Extract, exactly as written, each line from the start of the records below to the line containing "105, row 29.", both ends included; drop the pictures.

————————

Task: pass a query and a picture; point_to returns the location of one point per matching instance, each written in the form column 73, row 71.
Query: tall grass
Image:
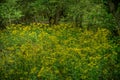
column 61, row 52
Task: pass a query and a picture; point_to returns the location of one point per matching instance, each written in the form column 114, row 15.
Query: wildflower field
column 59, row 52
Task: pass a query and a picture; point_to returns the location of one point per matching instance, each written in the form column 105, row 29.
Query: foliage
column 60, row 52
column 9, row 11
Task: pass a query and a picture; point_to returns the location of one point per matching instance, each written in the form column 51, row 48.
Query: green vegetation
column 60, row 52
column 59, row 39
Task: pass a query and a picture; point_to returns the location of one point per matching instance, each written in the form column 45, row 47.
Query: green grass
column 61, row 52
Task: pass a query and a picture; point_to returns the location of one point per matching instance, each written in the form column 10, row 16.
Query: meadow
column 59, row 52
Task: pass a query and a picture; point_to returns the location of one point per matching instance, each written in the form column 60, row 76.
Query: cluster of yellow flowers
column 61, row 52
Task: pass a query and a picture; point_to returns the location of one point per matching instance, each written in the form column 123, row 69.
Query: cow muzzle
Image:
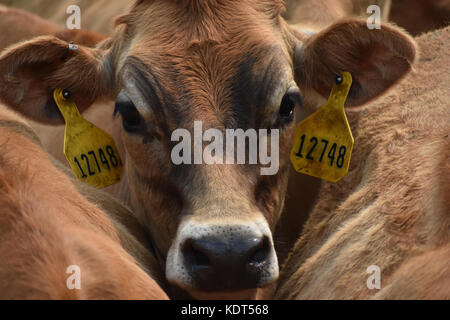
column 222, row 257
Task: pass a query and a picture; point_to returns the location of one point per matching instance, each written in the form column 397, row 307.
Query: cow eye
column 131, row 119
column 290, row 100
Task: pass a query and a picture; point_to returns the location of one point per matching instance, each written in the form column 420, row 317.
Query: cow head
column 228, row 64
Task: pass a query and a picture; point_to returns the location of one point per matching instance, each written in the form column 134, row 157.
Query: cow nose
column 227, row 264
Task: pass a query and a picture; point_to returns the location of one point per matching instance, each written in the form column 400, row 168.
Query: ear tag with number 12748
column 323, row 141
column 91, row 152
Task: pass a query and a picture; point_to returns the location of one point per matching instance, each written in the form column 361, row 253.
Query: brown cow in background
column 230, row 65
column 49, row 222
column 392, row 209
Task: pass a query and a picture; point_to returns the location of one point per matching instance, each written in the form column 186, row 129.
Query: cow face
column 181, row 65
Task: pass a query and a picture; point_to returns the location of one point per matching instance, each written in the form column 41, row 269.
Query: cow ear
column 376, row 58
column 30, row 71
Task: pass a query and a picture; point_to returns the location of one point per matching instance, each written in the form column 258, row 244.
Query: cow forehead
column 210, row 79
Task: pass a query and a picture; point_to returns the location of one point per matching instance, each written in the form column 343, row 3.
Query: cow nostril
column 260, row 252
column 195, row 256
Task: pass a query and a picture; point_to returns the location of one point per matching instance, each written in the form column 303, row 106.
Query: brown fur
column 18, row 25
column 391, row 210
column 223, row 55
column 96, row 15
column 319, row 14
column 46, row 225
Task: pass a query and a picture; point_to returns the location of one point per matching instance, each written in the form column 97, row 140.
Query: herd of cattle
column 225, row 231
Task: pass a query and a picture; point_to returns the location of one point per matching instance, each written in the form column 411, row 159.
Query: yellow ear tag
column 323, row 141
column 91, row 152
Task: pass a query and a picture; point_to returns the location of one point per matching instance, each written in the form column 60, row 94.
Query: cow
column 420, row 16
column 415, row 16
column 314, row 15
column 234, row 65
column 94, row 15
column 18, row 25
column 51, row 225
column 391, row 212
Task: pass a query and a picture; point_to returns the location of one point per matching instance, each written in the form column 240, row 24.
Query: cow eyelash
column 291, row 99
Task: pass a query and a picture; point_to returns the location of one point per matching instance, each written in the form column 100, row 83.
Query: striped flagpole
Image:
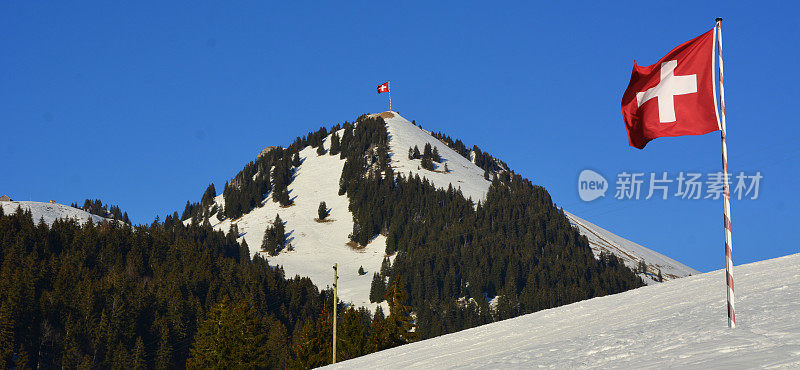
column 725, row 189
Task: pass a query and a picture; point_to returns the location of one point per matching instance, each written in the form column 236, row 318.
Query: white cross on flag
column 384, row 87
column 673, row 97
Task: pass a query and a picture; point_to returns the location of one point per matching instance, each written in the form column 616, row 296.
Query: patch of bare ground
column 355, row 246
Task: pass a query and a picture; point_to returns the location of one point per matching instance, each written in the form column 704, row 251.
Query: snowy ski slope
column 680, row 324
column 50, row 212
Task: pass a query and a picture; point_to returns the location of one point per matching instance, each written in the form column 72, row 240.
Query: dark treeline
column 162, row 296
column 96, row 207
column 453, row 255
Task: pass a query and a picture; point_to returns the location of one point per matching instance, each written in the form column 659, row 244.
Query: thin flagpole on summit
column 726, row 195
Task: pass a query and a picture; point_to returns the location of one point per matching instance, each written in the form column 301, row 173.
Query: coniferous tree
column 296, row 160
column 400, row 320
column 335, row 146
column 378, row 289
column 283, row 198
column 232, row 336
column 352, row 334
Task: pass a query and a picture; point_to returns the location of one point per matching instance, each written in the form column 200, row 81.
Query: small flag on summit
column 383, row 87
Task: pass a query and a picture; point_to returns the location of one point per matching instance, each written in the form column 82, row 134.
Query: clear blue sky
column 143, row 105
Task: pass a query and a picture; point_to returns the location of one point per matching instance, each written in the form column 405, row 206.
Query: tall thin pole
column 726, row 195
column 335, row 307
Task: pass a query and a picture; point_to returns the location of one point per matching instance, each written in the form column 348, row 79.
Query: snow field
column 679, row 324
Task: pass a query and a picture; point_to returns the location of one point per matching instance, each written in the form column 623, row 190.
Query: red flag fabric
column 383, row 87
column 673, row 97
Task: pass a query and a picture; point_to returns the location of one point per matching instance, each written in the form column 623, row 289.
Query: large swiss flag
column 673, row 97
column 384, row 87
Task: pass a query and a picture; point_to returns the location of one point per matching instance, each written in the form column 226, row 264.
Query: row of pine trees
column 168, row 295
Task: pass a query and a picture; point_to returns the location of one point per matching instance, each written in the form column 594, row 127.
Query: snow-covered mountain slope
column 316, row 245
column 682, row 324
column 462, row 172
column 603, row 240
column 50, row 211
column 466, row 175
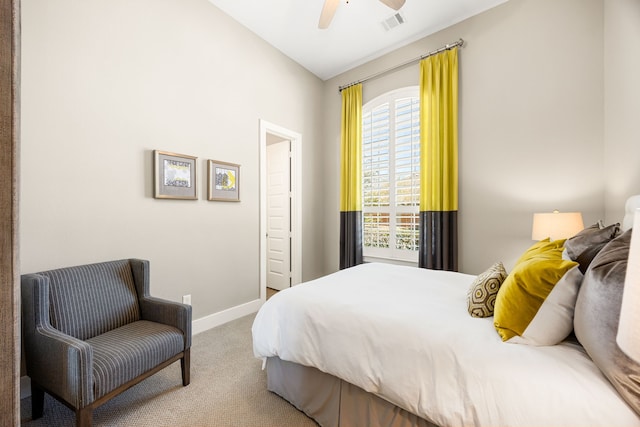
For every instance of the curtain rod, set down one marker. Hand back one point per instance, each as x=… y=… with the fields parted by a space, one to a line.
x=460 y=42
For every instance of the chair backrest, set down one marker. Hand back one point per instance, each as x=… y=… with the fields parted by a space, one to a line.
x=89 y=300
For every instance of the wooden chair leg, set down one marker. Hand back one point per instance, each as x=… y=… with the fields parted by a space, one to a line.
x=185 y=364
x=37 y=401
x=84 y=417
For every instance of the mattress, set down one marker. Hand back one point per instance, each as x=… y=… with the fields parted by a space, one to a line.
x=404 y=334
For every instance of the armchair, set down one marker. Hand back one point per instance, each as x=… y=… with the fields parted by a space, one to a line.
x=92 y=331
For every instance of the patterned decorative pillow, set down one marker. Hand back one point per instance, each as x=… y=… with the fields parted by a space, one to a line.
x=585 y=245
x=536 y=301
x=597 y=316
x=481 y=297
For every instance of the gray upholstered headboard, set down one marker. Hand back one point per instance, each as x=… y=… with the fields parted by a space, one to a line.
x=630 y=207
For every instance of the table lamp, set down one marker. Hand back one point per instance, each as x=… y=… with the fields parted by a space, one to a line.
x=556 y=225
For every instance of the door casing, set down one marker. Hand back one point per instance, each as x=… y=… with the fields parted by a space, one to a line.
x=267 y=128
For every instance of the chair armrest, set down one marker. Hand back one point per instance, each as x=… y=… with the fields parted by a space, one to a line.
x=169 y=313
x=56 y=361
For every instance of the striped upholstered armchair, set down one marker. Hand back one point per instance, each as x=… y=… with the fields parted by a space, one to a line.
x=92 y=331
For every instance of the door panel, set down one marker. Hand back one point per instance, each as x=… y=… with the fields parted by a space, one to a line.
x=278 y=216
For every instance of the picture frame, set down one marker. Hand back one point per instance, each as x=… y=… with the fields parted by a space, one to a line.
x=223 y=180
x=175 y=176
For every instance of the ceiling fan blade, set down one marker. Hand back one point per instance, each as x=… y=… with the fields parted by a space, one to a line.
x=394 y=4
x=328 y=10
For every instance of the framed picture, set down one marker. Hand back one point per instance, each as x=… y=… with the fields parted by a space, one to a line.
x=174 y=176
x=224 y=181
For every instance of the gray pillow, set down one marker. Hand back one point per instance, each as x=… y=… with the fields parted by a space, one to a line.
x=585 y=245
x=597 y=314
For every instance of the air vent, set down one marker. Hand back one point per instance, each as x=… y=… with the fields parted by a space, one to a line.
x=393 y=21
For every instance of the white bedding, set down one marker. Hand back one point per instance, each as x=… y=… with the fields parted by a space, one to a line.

————————

Task response.
Task: pass a query and a picture; point_to returns the location of one point per matching instance, each written in the form column 73, row 71.
Query: tall grass
Image:
column 61, row 52
Task: pass a query and a picture; point_to returns the location of one point per matching instance, each written in the form column 114, row 15.
Query: wildflower field
column 59, row 52
Task: pass a query and a picture; point_to returns the location of one point per matching instance, each written in the form column 105, row 29.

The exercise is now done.